Knowing which category of FL one is operating in helps inform design decisions and FL component choices. For example, the model being trained may need to be below a certain size or the memory/compute needs of an FL technique might be prohibitive. A good example of the latter is Ditto, which requires larger compute resources than many other methods.

One Model or a Model Zoo

The final distinction that is highlighted here is whether the model architecture to be trained is the same (homogeneous) across disparate sites or if it differs (heterogeneous). In many settings, the goal is to train a homogeneous model architecture across FL participants. In the context of Horizontal FL, this implies that each client has an identical copy of the architecture with shared feature and label dimensions, as in the figure below.

Homogeneous Architectures
Each client participating in Horizontal FL typically trains the same architecture.

Alternatively, there are FL techniques which aim to federally train collections of heterogeneous architectures across clients.2 That is, each participant in the FL system might be training a different model architecture. Such a setting may arise, for example, if participants would like to benefit from the expanded training data pool offered through Horizontal FL, but want to train their own, proprietary model architecture, rather than a shared model design across all clients. As another example, perhaps certain participants, facing compute constraints, aim to train a model of more manageable size given the resources at their disposal.

Homogeneous Architectures
Model heterogeneous FL attempts to wrangle a zoo of model architectures across participants.

The primary focus of the current pocket references will consider the homogeneous architecture setting. However, there is significant research across each of the different flavors of FL discussed above.


Contributors:

The Role of Clients in Federated Learning

Suggest an Edit

Reading time: 2 min

As discussed in The Different Flavors of Federated Learning, FL is a collection of methods that aim to facilitate training ML models on decentralized training datasets. The entities that house these datasets are often referred to as clients. Any procedures that involve working directly with raw data are typically the responsibility of the clients participating in the FL systems. In addition, clients are only privy to their own local datasets and generally receive no raw data from other participants.

Some FL methods consider the use of related public or synthetic data, potentially modeled after local client data. However, there are often caveats to each of these settings. The former setting is restricted by the assumed existence of relevant public data and the level of "relatedness" can have notable implications in the FL process. In the latter setting, data synthesis has privacy implications that might undermine the goal of keeping data separate in the first place.

Because each client is canonically the only one with access to the data stored in its dataset, they are predominantly responsible for model training, through some mechanism, on their local data. In Horizontal FL, this often manifests as performing some form of gradient-based optimization targeting a local loss function incorporating local data. In Vertical FL, partial forward passes and gradients are constructed based on information from the partial (local) features in each client.

Client
Visualization of some assets for FL clients.

The figure above is a simplified illustration of the various resources housed within an FL client. Each of these components needs to be considered to ensure that federated training proceeds smoothly. For example, given the size of the model to be trained and the desired training settings like batch size, will the client have enough memory to perform backpropagation? Will the training iterations complete in a reasonable amount of time? Is the network bandwidth going to be sufficient to facilitate efficient communication with other components of the FL system?

RAW DATA:
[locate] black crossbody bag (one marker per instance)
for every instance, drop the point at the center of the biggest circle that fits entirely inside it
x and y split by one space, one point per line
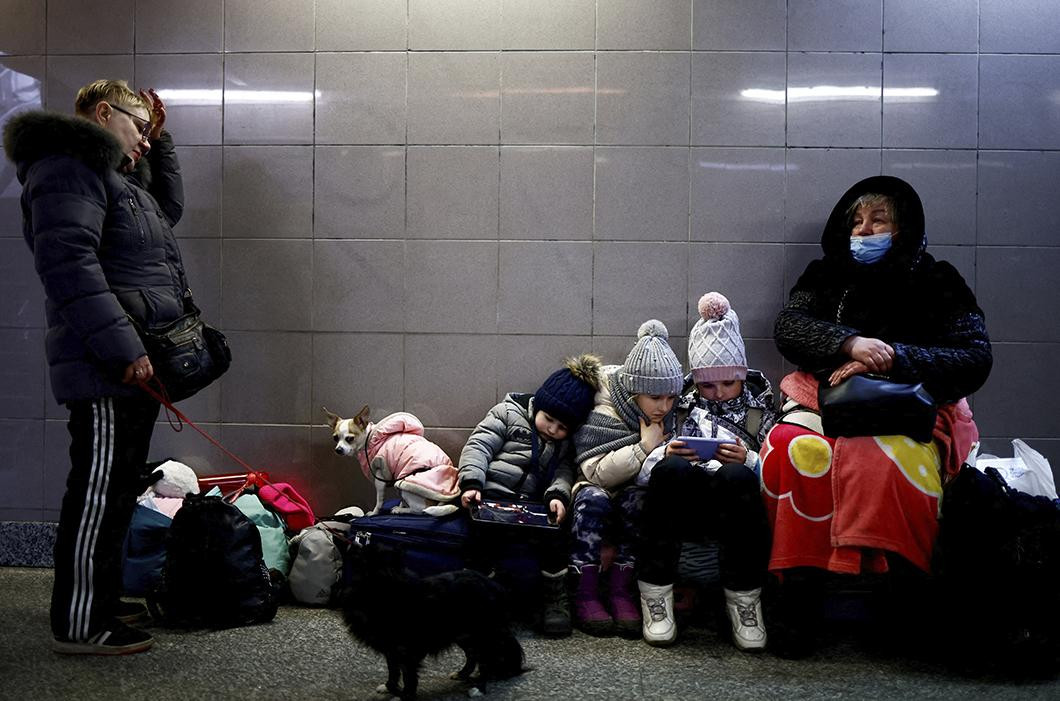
866 405
187 354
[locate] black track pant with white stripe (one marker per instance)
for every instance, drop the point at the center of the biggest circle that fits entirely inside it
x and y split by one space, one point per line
109 439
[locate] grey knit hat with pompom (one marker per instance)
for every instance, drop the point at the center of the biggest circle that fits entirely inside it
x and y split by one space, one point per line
651 367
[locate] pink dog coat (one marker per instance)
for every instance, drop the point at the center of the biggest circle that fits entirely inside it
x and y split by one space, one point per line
418 465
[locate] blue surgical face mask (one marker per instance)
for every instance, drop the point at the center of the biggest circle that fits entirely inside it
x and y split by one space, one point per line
869 249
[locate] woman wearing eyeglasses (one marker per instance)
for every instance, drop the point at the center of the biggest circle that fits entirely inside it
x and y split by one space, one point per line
101 192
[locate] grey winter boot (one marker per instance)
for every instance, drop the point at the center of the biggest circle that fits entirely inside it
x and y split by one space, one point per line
555 611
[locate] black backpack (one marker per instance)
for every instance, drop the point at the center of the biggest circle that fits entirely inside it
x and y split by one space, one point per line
214 575
999 564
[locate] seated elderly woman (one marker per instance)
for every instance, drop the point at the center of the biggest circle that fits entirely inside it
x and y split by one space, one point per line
877 303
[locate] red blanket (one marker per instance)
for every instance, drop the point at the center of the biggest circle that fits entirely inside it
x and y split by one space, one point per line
841 504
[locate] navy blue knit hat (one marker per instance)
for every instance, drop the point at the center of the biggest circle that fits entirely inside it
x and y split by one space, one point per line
569 393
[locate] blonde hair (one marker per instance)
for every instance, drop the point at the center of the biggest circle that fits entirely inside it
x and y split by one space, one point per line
111 91
873 199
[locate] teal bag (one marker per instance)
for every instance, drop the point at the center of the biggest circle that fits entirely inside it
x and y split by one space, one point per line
275 547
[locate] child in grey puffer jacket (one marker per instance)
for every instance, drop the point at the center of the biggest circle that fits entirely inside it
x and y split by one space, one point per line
522 452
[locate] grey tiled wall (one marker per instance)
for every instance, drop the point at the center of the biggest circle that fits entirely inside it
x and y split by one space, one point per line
423 204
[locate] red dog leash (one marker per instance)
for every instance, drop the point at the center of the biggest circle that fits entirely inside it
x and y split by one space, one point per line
254 477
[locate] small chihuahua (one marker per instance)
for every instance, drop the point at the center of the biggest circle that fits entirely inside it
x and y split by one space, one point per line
394 452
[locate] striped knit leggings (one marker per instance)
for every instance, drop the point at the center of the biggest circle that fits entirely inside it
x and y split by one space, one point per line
109 439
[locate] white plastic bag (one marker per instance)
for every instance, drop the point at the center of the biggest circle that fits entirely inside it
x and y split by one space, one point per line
1028 471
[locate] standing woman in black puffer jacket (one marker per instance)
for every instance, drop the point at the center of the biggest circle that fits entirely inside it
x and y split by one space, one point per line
877 303
101 192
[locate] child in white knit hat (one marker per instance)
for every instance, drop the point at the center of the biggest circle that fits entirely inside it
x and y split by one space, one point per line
688 498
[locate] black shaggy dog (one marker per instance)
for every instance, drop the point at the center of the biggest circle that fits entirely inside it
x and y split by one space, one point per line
406 618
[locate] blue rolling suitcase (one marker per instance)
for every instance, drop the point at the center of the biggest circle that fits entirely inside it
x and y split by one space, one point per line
429 545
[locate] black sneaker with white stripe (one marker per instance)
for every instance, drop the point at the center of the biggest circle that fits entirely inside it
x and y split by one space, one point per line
130 612
116 638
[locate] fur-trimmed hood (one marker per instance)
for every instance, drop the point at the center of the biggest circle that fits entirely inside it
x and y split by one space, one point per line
36 135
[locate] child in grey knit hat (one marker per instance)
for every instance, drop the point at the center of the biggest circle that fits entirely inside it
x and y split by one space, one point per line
633 415
689 500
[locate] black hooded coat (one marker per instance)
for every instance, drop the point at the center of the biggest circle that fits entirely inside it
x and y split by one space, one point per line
921 307
102 243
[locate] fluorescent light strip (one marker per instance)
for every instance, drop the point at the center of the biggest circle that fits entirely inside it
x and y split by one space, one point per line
828 92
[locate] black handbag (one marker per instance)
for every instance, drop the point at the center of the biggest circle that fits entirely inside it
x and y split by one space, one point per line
187 354
864 405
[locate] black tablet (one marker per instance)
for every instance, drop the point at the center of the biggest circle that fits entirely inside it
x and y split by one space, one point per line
513 513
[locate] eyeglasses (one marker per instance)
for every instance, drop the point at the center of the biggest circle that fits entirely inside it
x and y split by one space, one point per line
144 130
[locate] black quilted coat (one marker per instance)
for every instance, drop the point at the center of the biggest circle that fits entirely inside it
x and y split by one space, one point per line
102 244
917 304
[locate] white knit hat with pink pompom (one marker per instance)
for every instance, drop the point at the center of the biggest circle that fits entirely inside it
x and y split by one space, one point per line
716 351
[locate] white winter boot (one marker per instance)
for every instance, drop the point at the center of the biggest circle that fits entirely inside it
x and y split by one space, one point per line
656 611
744 610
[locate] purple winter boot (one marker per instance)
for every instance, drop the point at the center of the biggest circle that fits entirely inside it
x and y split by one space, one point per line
589 613
624 602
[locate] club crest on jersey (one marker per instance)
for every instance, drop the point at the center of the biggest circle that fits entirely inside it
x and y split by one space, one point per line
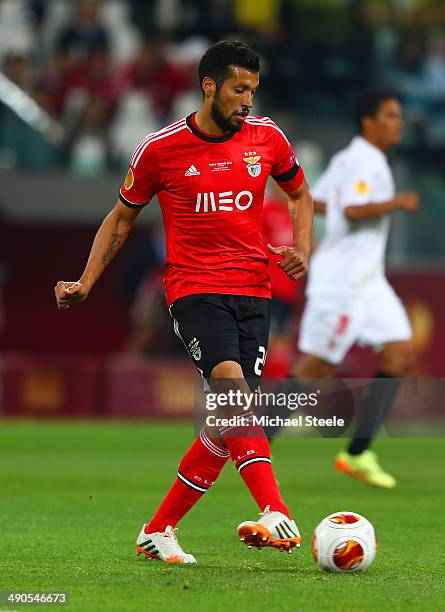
253 167
195 349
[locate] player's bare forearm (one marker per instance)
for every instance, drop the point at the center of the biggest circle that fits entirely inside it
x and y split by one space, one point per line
408 202
294 262
301 212
109 239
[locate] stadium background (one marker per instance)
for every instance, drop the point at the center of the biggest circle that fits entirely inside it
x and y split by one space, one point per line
75 485
82 82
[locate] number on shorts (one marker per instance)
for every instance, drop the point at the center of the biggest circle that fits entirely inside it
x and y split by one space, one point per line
259 363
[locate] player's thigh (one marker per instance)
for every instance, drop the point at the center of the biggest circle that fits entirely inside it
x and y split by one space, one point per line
207 329
329 327
386 319
253 327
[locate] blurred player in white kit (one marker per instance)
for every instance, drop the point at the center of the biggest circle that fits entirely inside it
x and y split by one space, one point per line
349 297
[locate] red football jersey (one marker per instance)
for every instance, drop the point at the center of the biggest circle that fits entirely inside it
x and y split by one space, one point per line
211 190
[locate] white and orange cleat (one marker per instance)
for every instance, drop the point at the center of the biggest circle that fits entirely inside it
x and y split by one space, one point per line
273 529
162 546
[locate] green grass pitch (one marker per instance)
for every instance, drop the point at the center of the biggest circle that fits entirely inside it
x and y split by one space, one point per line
73 497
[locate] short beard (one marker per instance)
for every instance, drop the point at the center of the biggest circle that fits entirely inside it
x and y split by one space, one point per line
220 119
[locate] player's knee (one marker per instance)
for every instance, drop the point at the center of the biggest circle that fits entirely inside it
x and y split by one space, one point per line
227 369
313 367
398 361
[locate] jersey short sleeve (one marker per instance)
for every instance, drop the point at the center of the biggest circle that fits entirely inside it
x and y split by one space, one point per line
143 179
286 170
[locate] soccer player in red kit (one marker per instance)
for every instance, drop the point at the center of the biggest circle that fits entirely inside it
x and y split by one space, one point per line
209 171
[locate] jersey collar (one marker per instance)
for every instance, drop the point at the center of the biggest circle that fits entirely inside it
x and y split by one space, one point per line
191 123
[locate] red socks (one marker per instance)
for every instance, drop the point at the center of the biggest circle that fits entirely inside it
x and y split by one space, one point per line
197 471
202 464
250 452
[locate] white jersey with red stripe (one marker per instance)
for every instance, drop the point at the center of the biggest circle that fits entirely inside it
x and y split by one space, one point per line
211 190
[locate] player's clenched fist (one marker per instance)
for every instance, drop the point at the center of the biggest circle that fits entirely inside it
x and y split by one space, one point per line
69 293
294 263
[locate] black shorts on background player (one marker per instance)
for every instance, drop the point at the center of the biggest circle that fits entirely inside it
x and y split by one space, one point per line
215 327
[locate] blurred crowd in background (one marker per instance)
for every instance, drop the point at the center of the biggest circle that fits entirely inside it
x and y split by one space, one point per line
83 81
111 70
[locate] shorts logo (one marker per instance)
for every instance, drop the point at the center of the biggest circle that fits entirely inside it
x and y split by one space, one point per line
253 167
129 179
195 349
192 171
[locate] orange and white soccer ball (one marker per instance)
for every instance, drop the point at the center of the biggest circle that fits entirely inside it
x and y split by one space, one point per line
344 542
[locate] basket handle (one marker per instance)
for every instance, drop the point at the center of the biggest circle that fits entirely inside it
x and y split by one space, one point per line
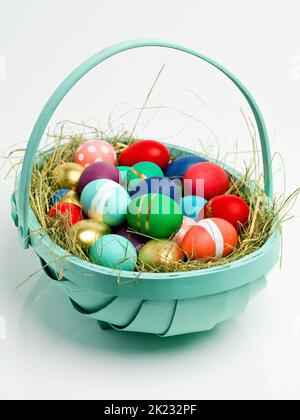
79 73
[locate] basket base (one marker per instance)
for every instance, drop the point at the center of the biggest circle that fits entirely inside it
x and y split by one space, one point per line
163 318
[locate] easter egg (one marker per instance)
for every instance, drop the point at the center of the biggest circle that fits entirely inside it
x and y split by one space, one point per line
140 172
106 201
160 185
137 240
93 151
99 170
71 212
185 227
155 215
160 254
193 207
145 151
206 179
229 207
210 238
179 167
87 232
114 251
64 196
67 175
123 175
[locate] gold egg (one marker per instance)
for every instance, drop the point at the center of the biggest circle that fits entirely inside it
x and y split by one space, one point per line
160 254
67 175
87 232
72 197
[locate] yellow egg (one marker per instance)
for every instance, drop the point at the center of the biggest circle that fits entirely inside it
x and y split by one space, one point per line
89 231
160 254
67 175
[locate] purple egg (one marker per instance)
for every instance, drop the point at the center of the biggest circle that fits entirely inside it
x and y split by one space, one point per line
137 241
99 170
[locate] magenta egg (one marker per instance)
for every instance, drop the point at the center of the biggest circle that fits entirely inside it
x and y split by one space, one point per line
99 170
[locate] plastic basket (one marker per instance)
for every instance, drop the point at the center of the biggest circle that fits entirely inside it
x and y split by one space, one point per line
162 304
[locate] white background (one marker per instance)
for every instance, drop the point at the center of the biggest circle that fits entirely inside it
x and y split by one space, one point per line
47 350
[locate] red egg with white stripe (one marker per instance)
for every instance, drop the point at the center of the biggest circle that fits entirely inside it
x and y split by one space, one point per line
93 151
186 226
210 238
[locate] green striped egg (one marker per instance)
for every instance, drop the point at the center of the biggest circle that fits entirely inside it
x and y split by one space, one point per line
155 215
106 201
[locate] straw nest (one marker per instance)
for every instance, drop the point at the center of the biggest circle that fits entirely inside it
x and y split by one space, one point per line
265 216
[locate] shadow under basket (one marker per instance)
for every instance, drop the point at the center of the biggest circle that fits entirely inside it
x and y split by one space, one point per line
163 304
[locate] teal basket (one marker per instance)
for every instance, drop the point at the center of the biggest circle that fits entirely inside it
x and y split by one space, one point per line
162 304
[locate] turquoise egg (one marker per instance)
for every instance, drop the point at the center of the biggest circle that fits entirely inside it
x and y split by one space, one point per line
123 175
193 207
106 201
114 251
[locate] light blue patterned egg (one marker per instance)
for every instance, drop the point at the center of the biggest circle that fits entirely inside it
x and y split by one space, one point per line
114 251
193 207
106 201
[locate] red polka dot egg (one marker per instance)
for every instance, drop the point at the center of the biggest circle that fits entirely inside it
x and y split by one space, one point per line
206 180
93 151
146 151
231 208
211 238
71 212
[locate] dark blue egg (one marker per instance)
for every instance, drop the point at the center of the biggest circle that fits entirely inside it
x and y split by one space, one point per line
180 166
158 185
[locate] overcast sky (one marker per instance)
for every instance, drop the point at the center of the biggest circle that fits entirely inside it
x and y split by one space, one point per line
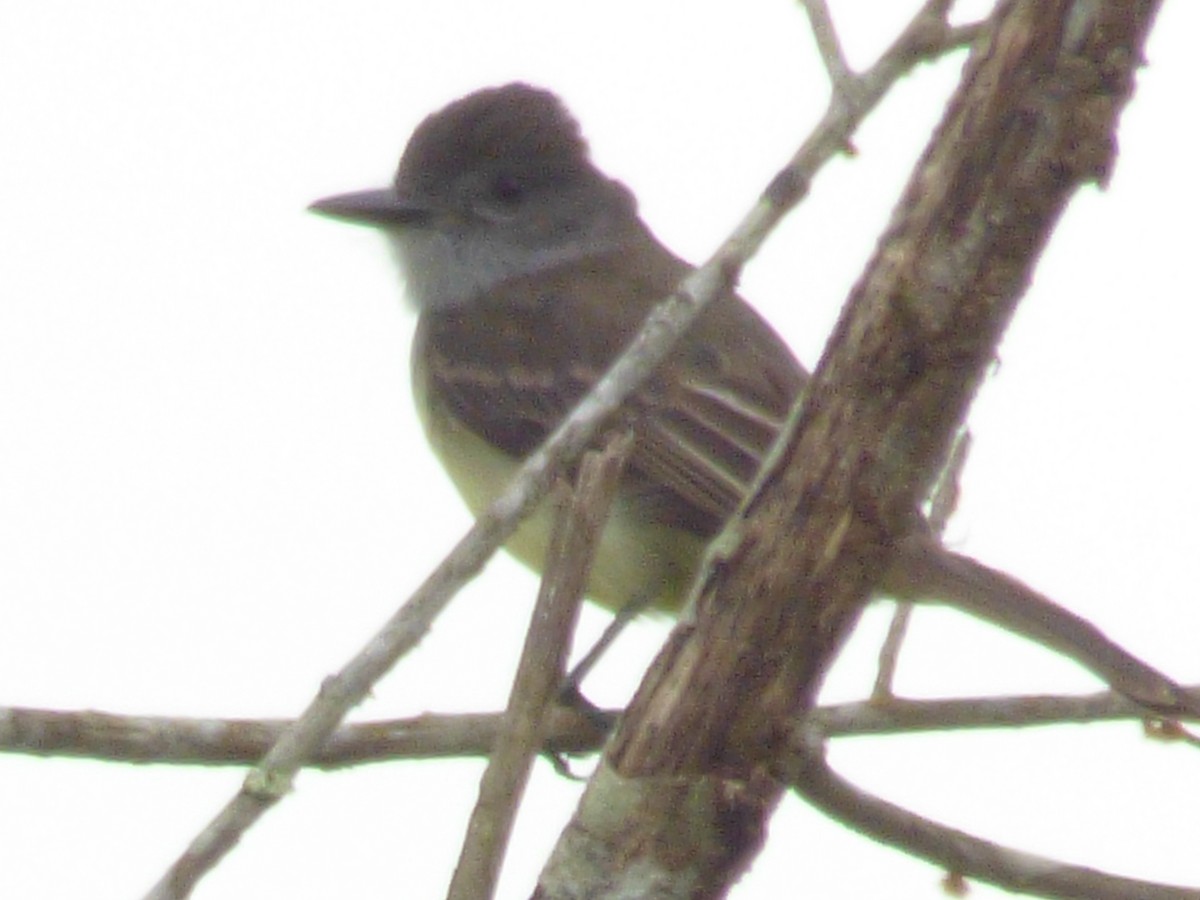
213 489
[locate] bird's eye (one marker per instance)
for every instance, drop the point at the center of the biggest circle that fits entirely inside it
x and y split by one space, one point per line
508 190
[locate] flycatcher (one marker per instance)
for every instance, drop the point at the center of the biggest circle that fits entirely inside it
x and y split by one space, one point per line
532 271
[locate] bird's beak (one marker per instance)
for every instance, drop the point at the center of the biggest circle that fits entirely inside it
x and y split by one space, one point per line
376 208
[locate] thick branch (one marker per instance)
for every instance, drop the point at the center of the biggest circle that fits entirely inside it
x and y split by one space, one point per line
1032 120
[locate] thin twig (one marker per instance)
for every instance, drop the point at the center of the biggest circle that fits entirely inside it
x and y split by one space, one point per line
580 520
923 40
241 742
942 504
961 855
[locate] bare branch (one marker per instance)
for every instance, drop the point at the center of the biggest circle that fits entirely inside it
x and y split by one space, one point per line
540 671
960 853
268 784
1032 120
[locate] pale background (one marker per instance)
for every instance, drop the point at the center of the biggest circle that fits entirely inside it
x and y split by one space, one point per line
213 487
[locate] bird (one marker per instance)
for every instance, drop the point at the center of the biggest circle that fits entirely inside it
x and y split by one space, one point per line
532 270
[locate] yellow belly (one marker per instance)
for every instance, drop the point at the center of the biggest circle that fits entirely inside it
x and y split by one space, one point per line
635 561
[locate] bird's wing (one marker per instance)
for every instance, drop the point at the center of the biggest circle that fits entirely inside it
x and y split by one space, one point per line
510 366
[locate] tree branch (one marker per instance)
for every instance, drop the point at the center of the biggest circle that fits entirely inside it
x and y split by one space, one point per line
679 804
960 853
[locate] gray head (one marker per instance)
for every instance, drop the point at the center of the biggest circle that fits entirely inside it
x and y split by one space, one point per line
496 185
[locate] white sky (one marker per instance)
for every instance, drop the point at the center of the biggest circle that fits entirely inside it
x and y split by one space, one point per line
213 487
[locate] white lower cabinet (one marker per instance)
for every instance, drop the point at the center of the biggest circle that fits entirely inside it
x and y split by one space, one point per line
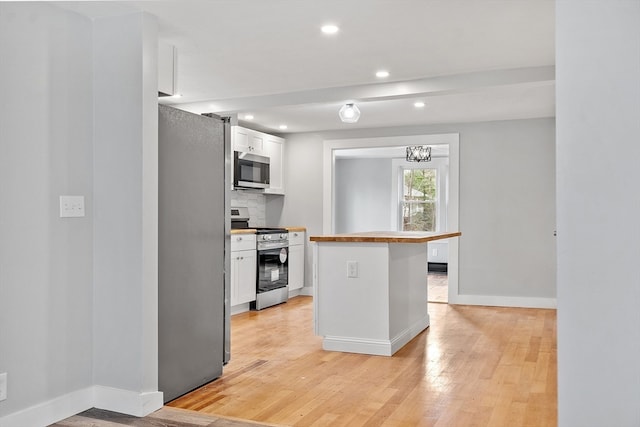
296 259
243 269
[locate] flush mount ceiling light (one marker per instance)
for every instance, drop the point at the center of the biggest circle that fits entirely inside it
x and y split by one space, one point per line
419 153
349 113
329 29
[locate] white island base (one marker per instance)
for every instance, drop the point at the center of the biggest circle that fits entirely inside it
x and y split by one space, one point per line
370 292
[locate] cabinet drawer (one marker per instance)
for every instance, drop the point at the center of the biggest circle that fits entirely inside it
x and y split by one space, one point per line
243 242
296 238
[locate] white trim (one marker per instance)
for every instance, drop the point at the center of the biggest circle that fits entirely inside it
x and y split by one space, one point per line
357 345
127 402
51 411
505 301
452 139
59 408
375 347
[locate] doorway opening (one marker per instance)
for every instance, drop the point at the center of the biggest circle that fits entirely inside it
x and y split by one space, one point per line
364 191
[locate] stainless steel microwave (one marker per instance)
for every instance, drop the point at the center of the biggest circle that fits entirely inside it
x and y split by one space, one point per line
250 170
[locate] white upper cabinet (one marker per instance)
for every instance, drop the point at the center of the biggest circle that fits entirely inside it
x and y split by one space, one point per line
249 140
274 149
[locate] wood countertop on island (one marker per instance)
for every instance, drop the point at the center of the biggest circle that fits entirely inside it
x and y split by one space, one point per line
386 237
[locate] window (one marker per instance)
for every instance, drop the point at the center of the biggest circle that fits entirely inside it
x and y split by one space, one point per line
419 202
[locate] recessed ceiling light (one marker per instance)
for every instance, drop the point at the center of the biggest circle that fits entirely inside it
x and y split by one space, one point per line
329 29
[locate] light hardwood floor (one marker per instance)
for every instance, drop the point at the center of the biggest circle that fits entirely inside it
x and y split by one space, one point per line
474 366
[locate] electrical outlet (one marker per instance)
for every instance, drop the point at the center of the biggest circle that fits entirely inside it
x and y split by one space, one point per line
71 206
3 386
352 269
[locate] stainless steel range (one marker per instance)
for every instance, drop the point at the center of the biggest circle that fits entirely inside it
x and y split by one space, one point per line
273 267
272 249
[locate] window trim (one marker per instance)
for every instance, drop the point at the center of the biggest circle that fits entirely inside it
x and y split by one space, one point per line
441 164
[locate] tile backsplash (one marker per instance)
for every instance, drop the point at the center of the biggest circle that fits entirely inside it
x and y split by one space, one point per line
256 204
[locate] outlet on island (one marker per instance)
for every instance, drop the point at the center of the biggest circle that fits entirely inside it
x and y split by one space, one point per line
352 269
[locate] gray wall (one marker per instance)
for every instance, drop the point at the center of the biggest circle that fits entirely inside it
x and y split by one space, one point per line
363 195
126 203
45 151
507 201
598 147
78 296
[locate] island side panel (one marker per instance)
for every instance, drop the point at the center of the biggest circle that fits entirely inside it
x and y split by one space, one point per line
408 307
353 309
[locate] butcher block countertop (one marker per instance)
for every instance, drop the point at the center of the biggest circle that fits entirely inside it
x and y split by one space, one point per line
386 237
244 231
253 230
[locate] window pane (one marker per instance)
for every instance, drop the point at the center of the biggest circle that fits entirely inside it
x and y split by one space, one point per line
419 184
419 206
419 216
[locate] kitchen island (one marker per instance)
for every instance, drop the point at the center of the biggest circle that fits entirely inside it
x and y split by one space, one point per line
370 289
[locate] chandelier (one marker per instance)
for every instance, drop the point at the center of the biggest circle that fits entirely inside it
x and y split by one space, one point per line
419 153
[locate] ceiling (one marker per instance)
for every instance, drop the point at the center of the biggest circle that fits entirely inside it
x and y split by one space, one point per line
467 60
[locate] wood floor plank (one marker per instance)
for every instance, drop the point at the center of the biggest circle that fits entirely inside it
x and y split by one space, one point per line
474 366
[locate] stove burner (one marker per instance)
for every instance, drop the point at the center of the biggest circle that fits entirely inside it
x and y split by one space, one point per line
269 230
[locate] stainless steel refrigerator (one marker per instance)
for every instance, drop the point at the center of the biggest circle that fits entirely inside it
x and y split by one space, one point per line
193 297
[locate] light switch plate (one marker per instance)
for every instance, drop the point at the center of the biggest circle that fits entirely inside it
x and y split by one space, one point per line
3 386
71 206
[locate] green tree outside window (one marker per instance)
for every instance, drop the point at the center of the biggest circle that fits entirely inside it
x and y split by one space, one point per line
419 201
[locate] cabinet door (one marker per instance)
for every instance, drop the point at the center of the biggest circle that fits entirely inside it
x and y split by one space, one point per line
274 149
234 278
243 277
296 267
247 265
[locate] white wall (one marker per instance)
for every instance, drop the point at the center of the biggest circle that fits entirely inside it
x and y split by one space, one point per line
126 208
78 296
598 147
45 151
363 195
507 204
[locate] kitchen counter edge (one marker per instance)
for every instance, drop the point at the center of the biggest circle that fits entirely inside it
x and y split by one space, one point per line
386 237
253 230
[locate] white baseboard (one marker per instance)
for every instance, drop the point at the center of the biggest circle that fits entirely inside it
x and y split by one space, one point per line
408 334
51 411
375 347
240 308
357 345
59 408
307 290
504 301
127 402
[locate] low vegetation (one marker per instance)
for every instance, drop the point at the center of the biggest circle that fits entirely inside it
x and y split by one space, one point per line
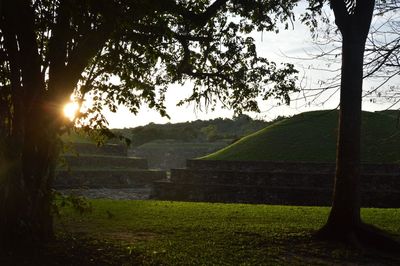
311 136
179 233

DIRECTIVE: Continue the federated learning text from its last sentence.

ANSWER TO THE EXERCISE:
In subsequent chapters, we'll discuss the exact role clients play in FL, and how they interact with other components of the FL system.


Contributors:

Servers and FL Orchestration

Suggest an Edit

Reading time: 3 min

In many FL workflows a server plays a vital role in orchestration of client behavior, coordinating communication, facilitating information exchange, and synchronizing training results across clients participating in the FL system. In many settings, for example, the server is responsible for

  1. Selecting clients to participate in federated training.
  2. Gathering the results of their local training processes.
  3. Combining these results into a single result for further federated training.
  4. Requesting model evaluations.
  5. Monitoring performance and model checkpointing.

While the server provides significant value through orchestration, it typically bears a reduced computational responsibility. That is, its processes are often less resource intensive compared to those of the FL clients. As such, it can be hosted in environments with lower compute or even collocated with clients. However, there are FL methods that also perform compute intensive procedures on the server-side of the FL system. The trade-offs associated with these methods should play a part in any system design choices.

The figure below provides a simple illustrative example of one role that a server typically plays in a Horizontal FL system. That is, after each client has trained a model on their local training data, they send the model weights to the server to be combined, in some way, into a single new set of weights, which are sent back to the clients for further training.

Exchanging of Weights
Among many other roles, an FL server may receive and combine model weights from FL clients.

A fundamental tenant of FL is that raw data never leaves the local repositories of each client. As such, FL servers never receive raw training data from participating clients. However, the exchange of information is not necessarily restricted to model weights. For example, in adaptive forms of FedProx,1 the server is responsible for adjusting the proximal loss weight used in client training in response to a global view of the loss landscape across participating clients. This requires transmitting such adjustments to the clients at the appropriate times.

In subsequent chapters, the exact role that the server plays in various forms of FL will be discussed in detail. In each setting, the compute burden of the server may vary and the role it plays may differ quite significantly. When deciding on an FL approach, the role of the server is also an important design consideration. For example, in certain settings, the server may not need to reside on a separate machine from the clients. In certain setups, one of the clients may also play the role of the server. In others, that responsibility may rotate between clients.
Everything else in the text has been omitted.